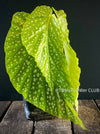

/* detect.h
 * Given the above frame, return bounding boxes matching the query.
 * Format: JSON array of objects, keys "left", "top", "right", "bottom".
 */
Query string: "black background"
[{"left": 0, "top": 0, "right": 100, "bottom": 100}]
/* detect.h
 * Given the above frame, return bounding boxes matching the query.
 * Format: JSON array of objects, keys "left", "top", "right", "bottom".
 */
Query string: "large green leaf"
[
  {"left": 22, "top": 6, "right": 72, "bottom": 92},
  {"left": 53, "top": 8, "right": 80, "bottom": 109},
  {"left": 5, "top": 8, "right": 85, "bottom": 129}
]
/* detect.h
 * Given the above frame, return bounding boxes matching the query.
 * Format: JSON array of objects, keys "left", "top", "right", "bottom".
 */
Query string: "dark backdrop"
[{"left": 0, "top": 0, "right": 100, "bottom": 100}]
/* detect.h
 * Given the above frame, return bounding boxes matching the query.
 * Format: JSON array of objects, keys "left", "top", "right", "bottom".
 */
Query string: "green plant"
[{"left": 5, "top": 6, "right": 86, "bottom": 129}]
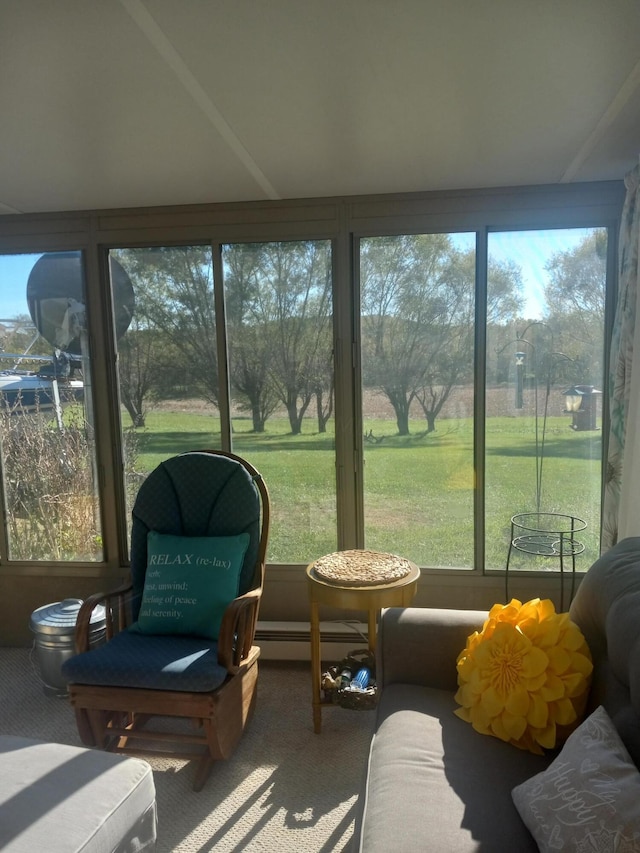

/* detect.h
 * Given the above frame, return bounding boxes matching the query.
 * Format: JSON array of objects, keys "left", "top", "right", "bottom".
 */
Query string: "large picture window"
[{"left": 0, "top": 188, "right": 618, "bottom": 584}]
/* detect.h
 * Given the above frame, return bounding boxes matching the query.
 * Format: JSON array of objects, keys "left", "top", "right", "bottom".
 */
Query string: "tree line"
[{"left": 112, "top": 230, "right": 606, "bottom": 435}]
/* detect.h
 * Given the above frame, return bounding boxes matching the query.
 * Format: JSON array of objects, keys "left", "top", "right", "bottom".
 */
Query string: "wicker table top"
[{"left": 312, "top": 549, "right": 412, "bottom": 587}]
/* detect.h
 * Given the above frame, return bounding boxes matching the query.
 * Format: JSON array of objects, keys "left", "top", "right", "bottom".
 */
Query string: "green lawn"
[{"left": 132, "top": 410, "right": 600, "bottom": 569}]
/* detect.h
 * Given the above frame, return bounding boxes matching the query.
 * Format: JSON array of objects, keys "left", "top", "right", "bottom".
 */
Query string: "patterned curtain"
[{"left": 602, "top": 158, "right": 640, "bottom": 551}]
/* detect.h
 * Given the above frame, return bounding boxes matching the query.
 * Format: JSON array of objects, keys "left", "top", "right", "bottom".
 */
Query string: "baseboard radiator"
[{"left": 255, "top": 621, "right": 367, "bottom": 663}]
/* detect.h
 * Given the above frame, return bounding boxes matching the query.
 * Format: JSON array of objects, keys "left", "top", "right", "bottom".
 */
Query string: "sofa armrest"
[{"left": 376, "top": 607, "right": 487, "bottom": 690}]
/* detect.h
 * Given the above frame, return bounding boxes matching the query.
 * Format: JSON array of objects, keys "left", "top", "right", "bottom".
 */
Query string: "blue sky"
[{"left": 0, "top": 228, "right": 590, "bottom": 319}]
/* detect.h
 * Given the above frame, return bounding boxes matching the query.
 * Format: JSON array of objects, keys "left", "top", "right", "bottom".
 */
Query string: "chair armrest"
[
  {"left": 218, "top": 588, "right": 262, "bottom": 674},
  {"left": 75, "top": 583, "right": 133, "bottom": 653},
  {"left": 376, "top": 607, "right": 487, "bottom": 690}
]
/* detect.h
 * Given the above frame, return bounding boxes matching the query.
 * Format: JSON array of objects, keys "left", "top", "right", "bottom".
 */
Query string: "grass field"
[{"left": 132, "top": 409, "right": 601, "bottom": 569}]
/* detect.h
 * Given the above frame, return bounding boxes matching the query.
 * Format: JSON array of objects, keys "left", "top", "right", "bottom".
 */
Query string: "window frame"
[{"left": 0, "top": 182, "right": 624, "bottom": 585}]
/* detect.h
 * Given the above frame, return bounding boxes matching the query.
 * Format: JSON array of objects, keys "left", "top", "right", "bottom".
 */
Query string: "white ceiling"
[{"left": 0, "top": 0, "right": 640, "bottom": 213}]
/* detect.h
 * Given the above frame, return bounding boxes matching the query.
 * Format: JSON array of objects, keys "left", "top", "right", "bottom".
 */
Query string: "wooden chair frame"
[{"left": 69, "top": 451, "right": 270, "bottom": 791}]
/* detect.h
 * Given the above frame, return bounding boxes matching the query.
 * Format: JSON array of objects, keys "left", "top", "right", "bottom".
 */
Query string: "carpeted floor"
[{"left": 0, "top": 648, "right": 374, "bottom": 853}]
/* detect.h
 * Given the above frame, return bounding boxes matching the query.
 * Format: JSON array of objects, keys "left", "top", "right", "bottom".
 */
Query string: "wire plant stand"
[{"left": 505, "top": 512, "right": 587, "bottom": 612}]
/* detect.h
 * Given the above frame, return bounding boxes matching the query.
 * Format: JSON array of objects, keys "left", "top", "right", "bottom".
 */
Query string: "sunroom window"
[{"left": 0, "top": 251, "right": 103, "bottom": 562}]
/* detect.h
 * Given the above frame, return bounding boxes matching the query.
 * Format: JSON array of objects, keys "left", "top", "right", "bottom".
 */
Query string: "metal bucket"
[{"left": 29, "top": 598, "right": 106, "bottom": 696}]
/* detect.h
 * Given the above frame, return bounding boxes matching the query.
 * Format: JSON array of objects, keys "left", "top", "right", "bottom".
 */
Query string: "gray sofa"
[{"left": 352, "top": 537, "right": 640, "bottom": 853}]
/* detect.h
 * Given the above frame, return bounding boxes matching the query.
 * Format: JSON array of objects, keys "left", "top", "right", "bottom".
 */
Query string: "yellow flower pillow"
[{"left": 455, "top": 598, "right": 593, "bottom": 754}]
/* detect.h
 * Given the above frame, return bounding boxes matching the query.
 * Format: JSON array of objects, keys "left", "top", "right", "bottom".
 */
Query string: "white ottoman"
[{"left": 0, "top": 736, "right": 156, "bottom": 853}]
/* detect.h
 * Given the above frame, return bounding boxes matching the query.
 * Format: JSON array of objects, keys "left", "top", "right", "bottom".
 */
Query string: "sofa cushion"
[
  {"left": 513, "top": 706, "right": 640, "bottom": 851},
  {"left": 0, "top": 736, "right": 156, "bottom": 853},
  {"left": 355, "top": 684, "right": 551, "bottom": 853}
]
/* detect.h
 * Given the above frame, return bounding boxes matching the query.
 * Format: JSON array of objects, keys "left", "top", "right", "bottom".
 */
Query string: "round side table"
[{"left": 307, "top": 550, "right": 420, "bottom": 734}]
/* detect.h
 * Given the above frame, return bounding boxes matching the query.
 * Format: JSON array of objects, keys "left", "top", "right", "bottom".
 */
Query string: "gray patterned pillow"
[{"left": 512, "top": 706, "right": 640, "bottom": 853}]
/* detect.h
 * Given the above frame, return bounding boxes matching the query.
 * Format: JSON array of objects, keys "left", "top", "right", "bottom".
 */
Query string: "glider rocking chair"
[{"left": 63, "top": 451, "right": 269, "bottom": 791}]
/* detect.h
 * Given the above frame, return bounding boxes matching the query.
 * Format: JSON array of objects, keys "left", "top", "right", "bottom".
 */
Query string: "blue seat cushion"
[{"left": 62, "top": 631, "right": 228, "bottom": 693}]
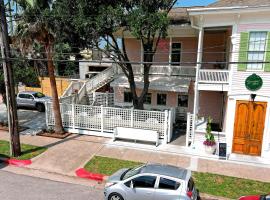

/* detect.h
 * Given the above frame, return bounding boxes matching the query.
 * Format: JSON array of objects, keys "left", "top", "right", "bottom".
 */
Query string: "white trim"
[{"left": 187, "top": 5, "right": 270, "bottom": 16}]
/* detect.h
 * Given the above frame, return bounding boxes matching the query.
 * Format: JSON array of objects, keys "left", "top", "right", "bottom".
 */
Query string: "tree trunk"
[
  {"left": 46, "top": 44, "right": 65, "bottom": 134},
  {"left": 0, "top": 0, "right": 21, "bottom": 157}
]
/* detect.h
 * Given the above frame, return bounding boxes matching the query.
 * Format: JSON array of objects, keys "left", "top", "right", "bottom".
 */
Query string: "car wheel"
[
  {"left": 36, "top": 103, "right": 45, "bottom": 112},
  {"left": 109, "top": 193, "right": 124, "bottom": 200}
]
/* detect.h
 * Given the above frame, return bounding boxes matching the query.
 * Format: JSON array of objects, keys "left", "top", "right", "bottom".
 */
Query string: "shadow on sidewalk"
[
  {"left": 0, "top": 154, "right": 9, "bottom": 169},
  {"left": 40, "top": 135, "right": 81, "bottom": 148}
]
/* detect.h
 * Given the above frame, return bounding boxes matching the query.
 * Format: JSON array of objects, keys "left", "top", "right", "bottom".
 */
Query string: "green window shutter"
[
  {"left": 264, "top": 32, "right": 270, "bottom": 72},
  {"left": 238, "top": 32, "right": 249, "bottom": 71}
]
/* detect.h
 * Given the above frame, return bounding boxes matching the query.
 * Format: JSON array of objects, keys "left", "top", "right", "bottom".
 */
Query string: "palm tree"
[{"left": 17, "top": 0, "right": 64, "bottom": 134}]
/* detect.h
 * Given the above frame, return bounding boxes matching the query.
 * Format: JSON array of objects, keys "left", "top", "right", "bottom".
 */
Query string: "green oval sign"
[{"left": 245, "top": 74, "right": 263, "bottom": 91}]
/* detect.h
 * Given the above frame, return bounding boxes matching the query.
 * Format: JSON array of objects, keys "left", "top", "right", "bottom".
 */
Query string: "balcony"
[
  {"left": 133, "top": 65, "right": 196, "bottom": 77},
  {"left": 198, "top": 69, "right": 230, "bottom": 91}
]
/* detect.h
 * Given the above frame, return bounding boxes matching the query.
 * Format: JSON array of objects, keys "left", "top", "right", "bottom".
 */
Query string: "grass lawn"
[
  {"left": 0, "top": 140, "right": 47, "bottom": 160},
  {"left": 84, "top": 156, "right": 270, "bottom": 199},
  {"left": 193, "top": 172, "right": 270, "bottom": 199}
]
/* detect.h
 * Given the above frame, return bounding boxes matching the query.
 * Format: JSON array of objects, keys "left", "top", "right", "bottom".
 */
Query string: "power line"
[
  {"left": 7, "top": 38, "right": 270, "bottom": 55},
  {"left": 3, "top": 58, "right": 270, "bottom": 66}
]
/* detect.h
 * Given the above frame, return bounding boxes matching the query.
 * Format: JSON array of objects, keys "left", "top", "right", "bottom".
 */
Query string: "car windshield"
[
  {"left": 33, "top": 92, "right": 45, "bottom": 98},
  {"left": 121, "top": 165, "right": 144, "bottom": 180}
]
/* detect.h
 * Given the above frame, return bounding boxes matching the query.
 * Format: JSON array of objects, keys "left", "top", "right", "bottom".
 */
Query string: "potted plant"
[{"left": 203, "top": 117, "right": 216, "bottom": 154}]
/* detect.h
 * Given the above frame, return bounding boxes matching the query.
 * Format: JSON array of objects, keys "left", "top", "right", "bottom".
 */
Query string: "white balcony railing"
[
  {"left": 86, "top": 65, "right": 117, "bottom": 93},
  {"left": 199, "top": 69, "right": 230, "bottom": 84},
  {"left": 132, "top": 65, "right": 196, "bottom": 76}
]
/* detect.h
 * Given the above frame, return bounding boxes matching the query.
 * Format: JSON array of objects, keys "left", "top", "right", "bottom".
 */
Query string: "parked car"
[
  {"left": 104, "top": 164, "right": 199, "bottom": 200},
  {"left": 239, "top": 194, "right": 270, "bottom": 200},
  {"left": 16, "top": 91, "right": 51, "bottom": 112}
]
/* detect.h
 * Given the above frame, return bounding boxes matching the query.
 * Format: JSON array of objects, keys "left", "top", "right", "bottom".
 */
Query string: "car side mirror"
[{"left": 130, "top": 181, "right": 134, "bottom": 189}]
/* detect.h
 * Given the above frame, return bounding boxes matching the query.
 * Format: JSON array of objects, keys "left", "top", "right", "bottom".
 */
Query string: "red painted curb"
[
  {"left": 75, "top": 168, "right": 105, "bottom": 181},
  {"left": 4, "top": 159, "right": 32, "bottom": 167}
]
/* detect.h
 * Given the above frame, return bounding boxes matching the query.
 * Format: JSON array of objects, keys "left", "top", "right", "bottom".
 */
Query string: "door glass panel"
[
  {"left": 158, "top": 178, "right": 180, "bottom": 190},
  {"left": 133, "top": 176, "right": 156, "bottom": 188},
  {"left": 19, "top": 94, "right": 25, "bottom": 99}
]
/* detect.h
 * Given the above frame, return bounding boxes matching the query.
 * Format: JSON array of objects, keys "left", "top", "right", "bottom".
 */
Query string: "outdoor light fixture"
[{"left": 250, "top": 94, "right": 257, "bottom": 101}]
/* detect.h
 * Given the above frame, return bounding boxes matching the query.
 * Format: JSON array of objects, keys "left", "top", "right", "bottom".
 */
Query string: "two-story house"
[
  {"left": 188, "top": 0, "right": 270, "bottom": 162},
  {"left": 65, "top": 0, "right": 270, "bottom": 162}
]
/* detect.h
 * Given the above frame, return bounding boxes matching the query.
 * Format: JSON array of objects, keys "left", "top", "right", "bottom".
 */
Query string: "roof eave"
[{"left": 187, "top": 5, "right": 270, "bottom": 16}]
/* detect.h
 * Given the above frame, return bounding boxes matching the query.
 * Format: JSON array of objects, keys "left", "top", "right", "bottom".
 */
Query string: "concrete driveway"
[{"left": 0, "top": 103, "right": 46, "bottom": 134}]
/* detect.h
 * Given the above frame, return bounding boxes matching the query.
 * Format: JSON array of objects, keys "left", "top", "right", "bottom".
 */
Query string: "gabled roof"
[{"left": 206, "top": 0, "right": 270, "bottom": 8}]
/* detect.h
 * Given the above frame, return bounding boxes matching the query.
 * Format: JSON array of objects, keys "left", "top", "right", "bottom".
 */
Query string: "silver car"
[
  {"left": 104, "top": 164, "right": 198, "bottom": 200},
  {"left": 16, "top": 91, "right": 51, "bottom": 112}
]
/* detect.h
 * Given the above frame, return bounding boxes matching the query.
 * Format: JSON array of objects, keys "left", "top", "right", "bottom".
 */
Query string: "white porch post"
[
  {"left": 71, "top": 103, "right": 76, "bottom": 130},
  {"left": 100, "top": 105, "right": 104, "bottom": 134},
  {"left": 163, "top": 110, "right": 169, "bottom": 144},
  {"left": 141, "top": 42, "right": 144, "bottom": 74},
  {"left": 169, "top": 37, "right": 172, "bottom": 75},
  {"left": 192, "top": 28, "right": 204, "bottom": 145}
]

+---+

_Requirements:_ Copy out every line of the listing above that contains the word "pillow".

_Answer to this task:_
Query string: "yellow flower pillow"
Query string: "gray patterned pillow"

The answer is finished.